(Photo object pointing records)
::::::::::

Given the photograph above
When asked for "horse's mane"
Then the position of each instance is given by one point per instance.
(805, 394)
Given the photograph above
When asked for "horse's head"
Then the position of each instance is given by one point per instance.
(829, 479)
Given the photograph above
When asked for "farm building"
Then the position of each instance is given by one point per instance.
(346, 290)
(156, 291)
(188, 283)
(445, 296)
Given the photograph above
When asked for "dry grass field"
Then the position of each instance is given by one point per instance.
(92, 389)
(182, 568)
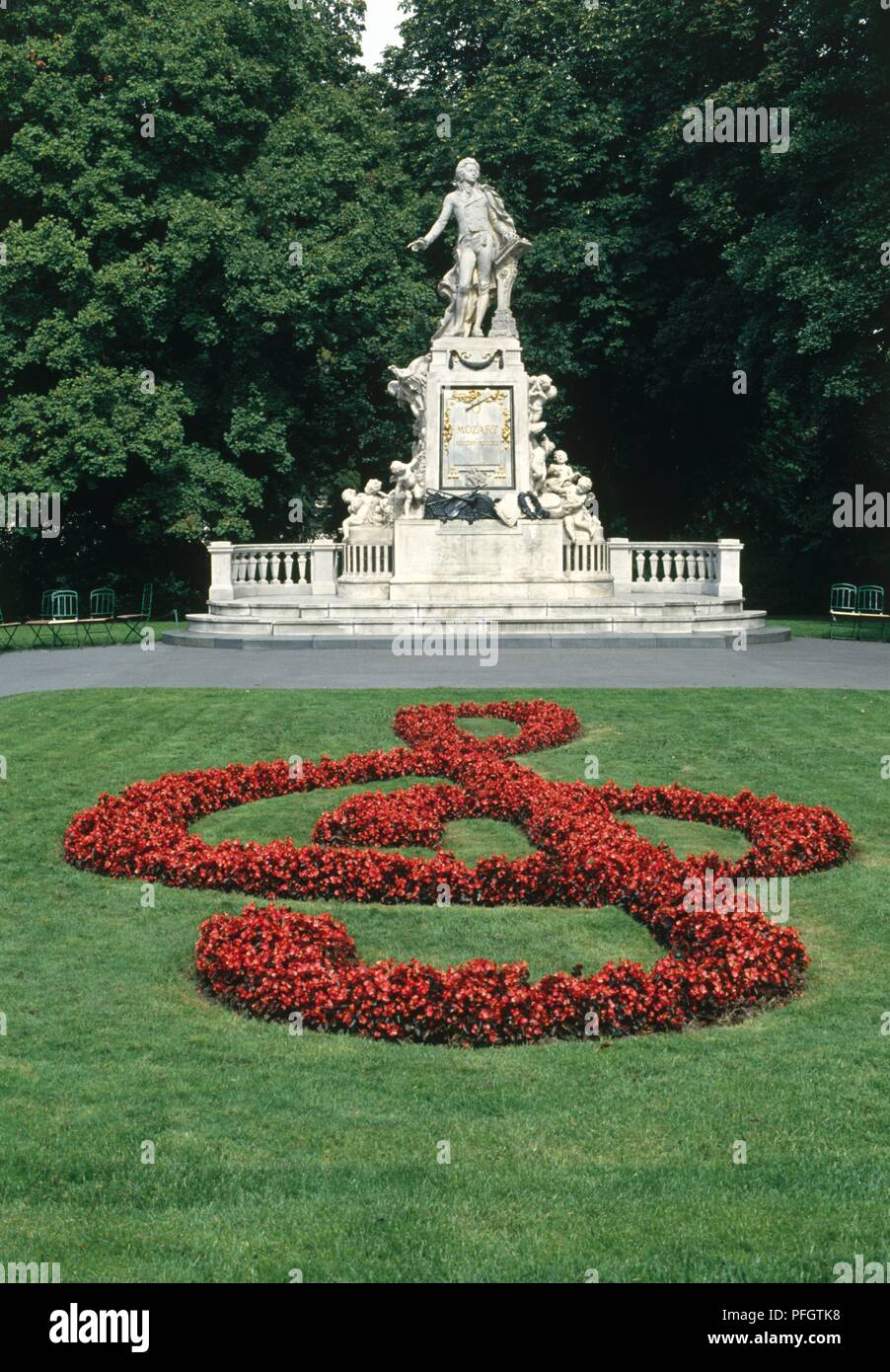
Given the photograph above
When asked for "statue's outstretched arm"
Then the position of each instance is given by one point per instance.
(421, 245)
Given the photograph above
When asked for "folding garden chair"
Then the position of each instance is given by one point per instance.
(63, 609)
(7, 630)
(134, 622)
(869, 605)
(101, 615)
(843, 605)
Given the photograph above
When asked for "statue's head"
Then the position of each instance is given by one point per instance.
(467, 171)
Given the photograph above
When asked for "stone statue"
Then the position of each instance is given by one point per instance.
(408, 495)
(487, 247)
(368, 506)
(408, 389)
(577, 521)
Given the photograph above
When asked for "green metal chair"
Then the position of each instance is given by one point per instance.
(101, 615)
(63, 609)
(7, 630)
(843, 605)
(134, 623)
(869, 607)
(45, 602)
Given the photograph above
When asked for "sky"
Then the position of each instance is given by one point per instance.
(380, 29)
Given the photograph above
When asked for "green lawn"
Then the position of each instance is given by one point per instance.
(71, 637)
(320, 1151)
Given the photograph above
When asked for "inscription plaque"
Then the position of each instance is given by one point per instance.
(476, 436)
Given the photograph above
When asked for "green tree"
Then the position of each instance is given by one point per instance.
(660, 267)
(199, 273)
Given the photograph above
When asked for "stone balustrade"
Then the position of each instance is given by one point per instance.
(240, 571)
(640, 566)
(247, 571)
(581, 562)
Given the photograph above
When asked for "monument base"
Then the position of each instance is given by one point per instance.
(485, 563)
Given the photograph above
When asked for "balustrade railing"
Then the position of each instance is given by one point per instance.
(584, 560)
(636, 567)
(683, 566)
(247, 570)
(366, 562)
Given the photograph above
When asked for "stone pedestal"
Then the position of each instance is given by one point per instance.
(476, 431)
(479, 564)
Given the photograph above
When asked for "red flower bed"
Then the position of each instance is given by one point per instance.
(276, 960)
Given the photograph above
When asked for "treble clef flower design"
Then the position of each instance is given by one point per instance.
(273, 960)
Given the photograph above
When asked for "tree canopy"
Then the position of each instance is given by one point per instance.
(206, 204)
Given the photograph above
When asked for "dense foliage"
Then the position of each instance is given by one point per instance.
(250, 256)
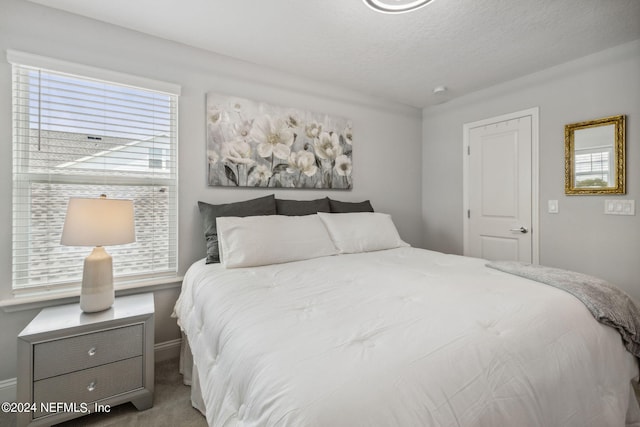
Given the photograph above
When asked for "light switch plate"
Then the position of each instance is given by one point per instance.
(620, 207)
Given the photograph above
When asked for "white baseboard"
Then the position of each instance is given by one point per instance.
(162, 351)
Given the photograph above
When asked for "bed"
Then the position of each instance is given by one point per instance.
(398, 336)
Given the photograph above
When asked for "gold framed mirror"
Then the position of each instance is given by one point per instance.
(594, 158)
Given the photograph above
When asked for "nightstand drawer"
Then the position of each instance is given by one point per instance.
(66, 355)
(90, 385)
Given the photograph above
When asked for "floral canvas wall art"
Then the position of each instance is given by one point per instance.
(254, 144)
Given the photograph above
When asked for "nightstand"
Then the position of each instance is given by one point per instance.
(71, 363)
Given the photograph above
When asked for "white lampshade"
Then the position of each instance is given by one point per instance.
(98, 222)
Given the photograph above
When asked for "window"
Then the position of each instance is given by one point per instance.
(82, 132)
(593, 167)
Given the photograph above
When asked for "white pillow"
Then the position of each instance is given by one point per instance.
(362, 231)
(260, 240)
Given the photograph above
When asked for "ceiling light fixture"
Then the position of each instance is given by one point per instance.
(395, 6)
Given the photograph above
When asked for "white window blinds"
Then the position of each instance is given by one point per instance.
(78, 136)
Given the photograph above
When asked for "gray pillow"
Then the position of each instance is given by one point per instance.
(302, 207)
(260, 206)
(346, 207)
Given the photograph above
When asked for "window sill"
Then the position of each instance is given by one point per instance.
(51, 298)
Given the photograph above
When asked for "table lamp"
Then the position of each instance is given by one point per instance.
(98, 222)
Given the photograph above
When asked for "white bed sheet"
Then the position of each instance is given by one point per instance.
(401, 337)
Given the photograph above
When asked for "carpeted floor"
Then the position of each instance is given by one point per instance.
(171, 406)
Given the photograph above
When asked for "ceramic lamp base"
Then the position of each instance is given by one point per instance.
(97, 281)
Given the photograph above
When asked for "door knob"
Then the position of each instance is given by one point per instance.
(523, 230)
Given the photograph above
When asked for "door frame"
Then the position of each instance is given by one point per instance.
(534, 113)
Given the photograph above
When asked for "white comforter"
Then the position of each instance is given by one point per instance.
(402, 337)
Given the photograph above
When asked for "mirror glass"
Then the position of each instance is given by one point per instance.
(594, 156)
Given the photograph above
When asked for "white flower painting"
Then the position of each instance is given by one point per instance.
(254, 144)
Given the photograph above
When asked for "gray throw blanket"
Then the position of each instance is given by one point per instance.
(607, 303)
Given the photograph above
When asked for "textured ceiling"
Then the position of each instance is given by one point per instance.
(464, 45)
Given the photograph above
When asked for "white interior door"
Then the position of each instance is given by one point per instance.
(499, 220)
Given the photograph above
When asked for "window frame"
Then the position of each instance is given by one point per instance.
(47, 291)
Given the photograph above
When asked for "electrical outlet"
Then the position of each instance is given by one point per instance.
(620, 207)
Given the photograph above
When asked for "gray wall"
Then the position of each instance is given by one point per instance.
(387, 148)
(580, 237)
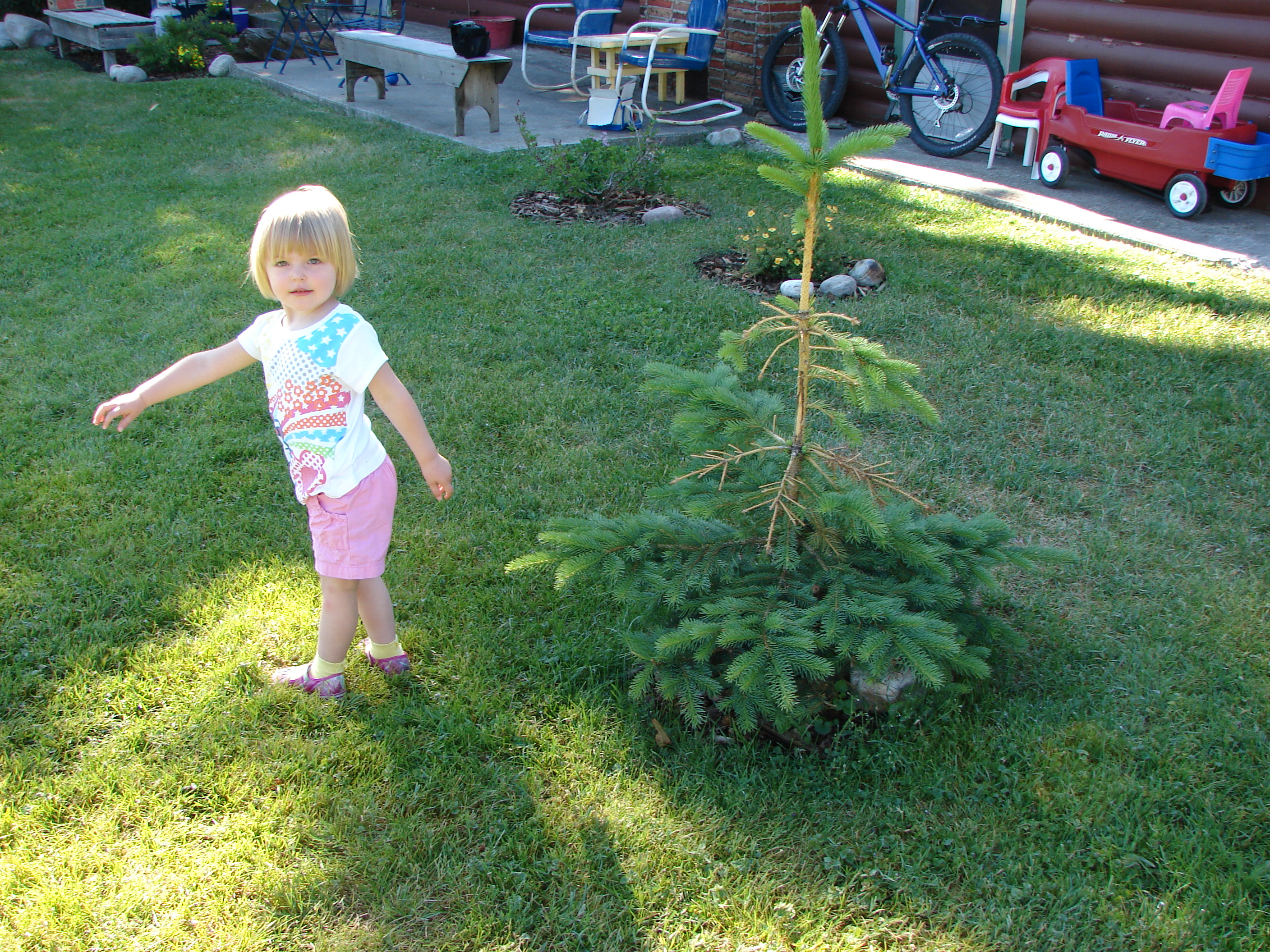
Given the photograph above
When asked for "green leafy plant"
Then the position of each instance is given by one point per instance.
(773, 244)
(596, 170)
(181, 47)
(783, 579)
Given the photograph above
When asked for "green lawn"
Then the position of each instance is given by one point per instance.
(1107, 790)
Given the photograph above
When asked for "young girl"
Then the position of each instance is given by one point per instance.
(321, 357)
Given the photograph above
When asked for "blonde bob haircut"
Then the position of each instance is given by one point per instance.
(309, 220)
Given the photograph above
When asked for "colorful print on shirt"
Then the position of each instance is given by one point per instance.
(315, 381)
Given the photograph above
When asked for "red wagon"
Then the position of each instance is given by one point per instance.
(1126, 142)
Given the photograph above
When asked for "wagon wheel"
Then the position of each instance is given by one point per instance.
(1240, 195)
(1053, 167)
(1185, 195)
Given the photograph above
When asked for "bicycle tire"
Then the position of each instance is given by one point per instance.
(783, 77)
(977, 74)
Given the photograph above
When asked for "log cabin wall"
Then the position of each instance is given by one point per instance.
(1155, 52)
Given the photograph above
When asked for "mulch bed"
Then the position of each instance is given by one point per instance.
(729, 268)
(625, 210)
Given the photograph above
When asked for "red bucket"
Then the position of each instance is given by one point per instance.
(501, 31)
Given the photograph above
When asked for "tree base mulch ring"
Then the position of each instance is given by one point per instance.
(624, 210)
(729, 268)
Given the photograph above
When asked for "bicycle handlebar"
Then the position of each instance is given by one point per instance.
(963, 21)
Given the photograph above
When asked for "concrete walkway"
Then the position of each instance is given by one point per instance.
(1098, 207)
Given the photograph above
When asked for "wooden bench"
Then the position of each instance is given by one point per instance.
(370, 52)
(103, 30)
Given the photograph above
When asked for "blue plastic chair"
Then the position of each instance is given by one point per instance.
(595, 18)
(1085, 86)
(704, 24)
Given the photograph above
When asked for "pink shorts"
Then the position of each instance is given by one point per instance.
(352, 532)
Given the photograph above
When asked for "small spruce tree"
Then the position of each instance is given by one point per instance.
(782, 563)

::::::::::

= PROBLEM REQUIREMENTS =
All records should be output exactly, with the pictures left out.

= ANSWER TO THE PROBLEM =
Given the photograph above
When asked for "horse's mane"
Then the position of each instance is given by one point per instance.
(805, 394)
Given the photograph above
When asked for "horse's head"
Then the position of each instance is given by one point per instance.
(829, 479)
Given the photograph above
When asked for "farm building"
Then the position of each instance is given by one point per instance.
(346, 290)
(156, 291)
(188, 283)
(445, 296)
Given the photograph above
When asked for "dry grass field"
Then the position of each instance is given by one point per instance.
(92, 389)
(182, 568)
Given the photograph above
When asked for "statue's outstretched arm"
Then the position of each instance is given by one point per instance.
(421, 245)
Given the photograph above
When asked for "folding garden chair"
Then the position of each instance is given by one point per instance.
(63, 609)
(7, 630)
(134, 622)
(869, 605)
(101, 615)
(843, 605)
Given the photograph above
When asked for "statue's head"
Then the position of each instance is given by one point per instance.
(467, 171)
Given the photograph above
When asked for "stone statue"
Then the position of each instance is given by one point per instance.
(408, 495)
(487, 247)
(368, 506)
(408, 389)
(577, 521)
Given the photograph above
When asked for "green metal chair"
Then the position of each instance is given by one point per instance.
(101, 615)
(63, 609)
(7, 630)
(843, 605)
(134, 623)
(869, 607)
(45, 602)
Given the photograph above
When asked for "sky"
Then the position of each instance is given by one point per instance.
(380, 29)
Given the photograph above
When asked for "green lawn"
Then the position of each instance is given by one point per instance.
(71, 637)
(320, 1151)
Given the photograph above
When asked for "inscription plaque"
Then the position of each instance is given by one point per instance.
(476, 436)
Given the photograph above
When asked for "green tree"
Then the position of each instance is given by one point per instance.
(660, 267)
(199, 273)
Given the photograph above
When asked for "stone balustrade"
Then the position of each instance is given by one point per instance.
(240, 571)
(640, 566)
(247, 571)
(581, 562)
Given the photograph above
When asked for "monument base"
Then the position of each instance is given by one point per instance.
(485, 563)
Given the photograph above
When asked for "balustrade railing"
Then the position of each instance is given by one point per instance.
(584, 560)
(636, 567)
(683, 566)
(247, 570)
(366, 562)
Given the photograph above
When asked for "stone pedestal"
Then the position of each instance is given by one point per instance.
(476, 431)
(479, 564)
Given the photograph above
When asked for "red flower bed"
Then the position of each instance is given by one point per instance.
(276, 960)
Given the photograph above
When asked for "treble clef flower design"
Then the position of each instance is given by one point per instance.
(273, 960)
Given the photograph above
When asked for "tree canopy"
Then the position of each instance is given by one point per instance.
(206, 204)
Given the photograph above
When asked for "dense foliage"
Then the position of each instance is given by one point per instance.
(250, 256)
Given the photograph above
When asked for "light switch plate"
Then the position of each instance is given by one point per instance.
(620, 207)
Given the photograph above
When asked for "white baseboard"
Then the position of each instance is given by one point per instance.
(162, 351)
Given the photograph above
When asked for "bed"
Then the position of each instance is given by one point per instance.
(398, 336)
Given the photograph above
When asked for "gold framed mirror"
Then the position of each instance is given by one point per instance.
(594, 158)
Given the photograph above
When asked for "nightstand drawer"
Then the position of each instance is given by one point per instance.
(66, 355)
(90, 385)
Given the photograph above
When asked for "floral canvas wall art"
Then the position of each instance is given by one point per instance.
(254, 144)
Given the photograph above
When asked for "nightstand"
Then the position of each instance is given by one point per instance.
(71, 363)
Given the photograph above
When asked for "white lampshade"
Then the position of each instance is given by one point per instance.
(98, 222)
Given the photograph above
When asked for "window"
Then the position of each instance is given by one point per instance.
(82, 132)
(593, 167)
Given the photograph above
When asked for "white pillow"
Then the position of each instance is given by one point per instance.
(362, 231)
(260, 240)
Given the photograph above
When asked for "ceiling light fixture"
Then the position of each instance is given by one point per instance.
(395, 6)
Given the photograph above
When asked for "white window blinds"
Then the position of each instance is given by one point per instance.
(78, 136)
Given the photograph above
When asked for "gray pillow"
Then the position of each instance is given by one point per instance.
(302, 207)
(260, 206)
(346, 207)
Given the photograph above
When asked for "window sill"
Then the position of each instance is given by one point per instance.
(51, 298)
Given the photograph above
When asked for "table lamp"
Then the position of each instance is given by one point per instance.
(98, 222)
Given the photograph above
When asked for "white bed sheet"
Then the position of each instance is given by one point per instance.
(401, 337)
Given the photograph above
When asked for "carpeted floor"
Then the position of each instance is given by one point per instance.
(171, 406)
Given the photograph above
When asked for "ceramic lamp base"
Then the position of each instance is given by one point per instance.
(97, 281)
Given the photograph above
When asked for "door knob"
Then the position of each instance is given by one point per instance.
(523, 230)
Given the photograph above
When asked for "door frame"
Then the position of each instance is given by one point per instance.
(534, 113)
Given the photograph above
When asked for "white comforter"
Then the position of each instance is given by one point per instance.
(402, 337)
Given the photograph above
When asked for "mirror glass"
Then the position of each instance is given by one point per instance.
(594, 156)
Given the photograph above
When asked for "white flower painting"
Then the position of each instance is given by one point per instance.
(254, 144)
Given the photograph above
When asked for "gray throw blanket"
Then the position of each instance is given by one point per instance.
(607, 303)
Given the photograph above
When asked for "textured ceiling"
Then the position of each instance is given by one point per instance.
(464, 45)
Given the photograph above
When asked for "white interior door"
Then the position of each instance is given by one point per instance.
(499, 220)
Given the photograph above
When asked for "window frame"
Then the position of each instance is given by one point per instance.
(47, 291)
Given the photograph above
When asked for "electrical outlet"
Then the position of each instance is given by one point per instance.
(620, 207)
Given the photograph above
When asked for "gray wall"
Then the position of each instance is given by one point per instance.
(387, 148)
(580, 237)
Given the photograph above
When asked for "green leafy plant"
Then the position of each instance is given by one point per instance.
(773, 244)
(596, 170)
(181, 47)
(783, 579)
Given the photograph above
When asked for "green lawn"
Then the position of each instance is given by one point per instance.
(1107, 790)
Given the photograph above
When asked for "young girl"
Then the position of each instance is given by one point per instance.
(321, 357)
Given the photograph above
When asked for "blonde bob haircut"
Then the position of each instance is given by one point per instance.
(309, 220)
Given the photograph above
When asked for "colorful print on shirt"
Then the position of each instance is given by one point per instance.
(315, 381)
Given the photograph above
When asked for "red wagon"
Then the position of each instance is given by one point per instance.
(1126, 142)
Given the photograph above
When asked for "wagon wheel"
Then the position of each instance is given by one point per instance.
(1240, 195)
(1053, 167)
(1185, 195)
Given the photograph above
When asked for "bicycle tire"
Then the position of each instance is given by one point per instance.
(783, 77)
(977, 74)
Given the photograph above
When asked for "log cabin wall"
Then the position of each instance is given by one point per instance.
(1155, 52)
Given the photograph above
When asked for "mulch bed"
Then the position of each instance is given by one point per instance.
(729, 268)
(625, 210)
Given the photograph above
When asked for "red bucket"
Then the position of each instance is given by one point per instance.
(501, 31)
Given the photograph above
When asked for "tree base mulch ring"
Then the position of each instance is given by one point per instance.
(624, 210)
(729, 268)
Given the photograph above
When asked for "bicycle handlebar"
Then the position of each instance is given by one point per instance.
(963, 21)
Given the photograph above
When asked for "concrete walkway"
Then the position of each instance is given by one point per instance.
(1098, 207)
Given the photograph above
When asked for "wooden bench"
Then the position of each instance is given by one point per instance.
(370, 52)
(103, 30)
Given the photograph above
When asked for "blue plastic chair"
Then the position of each instance is given by one point per instance.
(595, 18)
(1085, 86)
(704, 24)
Given the photograph above
When asked for "pink shorts"
Then the position of each instance is given by one point per instance.
(352, 532)
Given the photograph above
When asked for "small spruce tree"
Then the position of each instance is given by one point per instance.
(782, 563)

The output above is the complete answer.